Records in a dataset
+ + +
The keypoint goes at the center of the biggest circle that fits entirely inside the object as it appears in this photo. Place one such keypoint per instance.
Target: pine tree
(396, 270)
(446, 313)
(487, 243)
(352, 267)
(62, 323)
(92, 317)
+ + +
▸ Do this:
Change "pine tree" to "oak tree" throughout the data and write it all out again, leaving everything else as it is.

▸ Task response:
The keypoint goes at the center of the biggest circle that fits entirely inside the object as it appears in this photo. Place one such keypoint per instance.
Target: oak tree
(396, 270)
(446, 313)
(487, 243)
(352, 267)
(62, 323)
(92, 317)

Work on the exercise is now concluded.